**What you have to do:** Copy all the records below, requests included, but multiply every point coordinate in the answers by 2.25 and round to whole numbers, with halves rounded up. Leave the numbers in the requests and their format samples unchanged, and omit the pictures.

**Information shown:**
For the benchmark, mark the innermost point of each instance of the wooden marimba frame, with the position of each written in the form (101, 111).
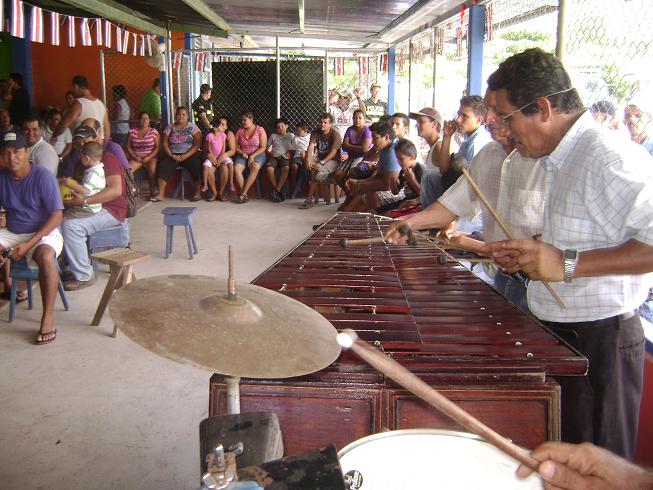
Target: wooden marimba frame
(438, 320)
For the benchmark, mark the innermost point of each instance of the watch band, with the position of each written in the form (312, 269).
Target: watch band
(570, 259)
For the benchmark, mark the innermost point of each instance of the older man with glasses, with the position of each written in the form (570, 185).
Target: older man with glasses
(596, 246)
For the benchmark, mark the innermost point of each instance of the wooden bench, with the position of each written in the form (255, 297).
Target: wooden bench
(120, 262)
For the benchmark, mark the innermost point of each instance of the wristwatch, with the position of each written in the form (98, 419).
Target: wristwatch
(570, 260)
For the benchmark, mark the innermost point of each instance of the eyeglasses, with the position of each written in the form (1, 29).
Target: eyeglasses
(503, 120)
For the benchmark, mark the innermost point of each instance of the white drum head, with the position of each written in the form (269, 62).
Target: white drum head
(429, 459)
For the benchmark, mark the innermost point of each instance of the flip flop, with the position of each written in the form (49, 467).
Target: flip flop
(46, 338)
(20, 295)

**Answer for the task:**
For the benchmark, mark the innermost point of each instance of the wooden marimba frame, with the position of each written in the form (101, 111).
Target: wooden marimba frame
(986, 720)
For the benchmark, mark the innermost point of each instance of the watch band, with the position of each written in the form (312, 269).
Target: watch band
(1283, 583)
For the benchmark, mark the innermost point of each instance of the older man with glasses, with the position of each written in the form (570, 185).
Target: older man with glasses
(1341, 554)
For the benchmark, mark the innermost point of each instance of the wooden bench, with the position of each written in the form (255, 297).
Target: wooden bench
(270, 590)
For the benchmark, mark the innermost point of each instance of the wristwatch, with the position of each written in the form (98, 419).
Target: wristwatch
(1283, 585)
For the benchmark, mark the innermost point of each instance of the eyeglasses, with the position of each written in the form (1, 29).
Target: eyeglasses
(1132, 270)
For the benchmark, mark the innermost point of each instance of the white drum head, with the position of each written in the form (269, 62).
Target: white drum head
(965, 1033)
For the benchmark, mark the innermost point of each instance of the flip flop, with the position of each written in the form (49, 467).
Target: flip flop
(104, 761)
(45, 664)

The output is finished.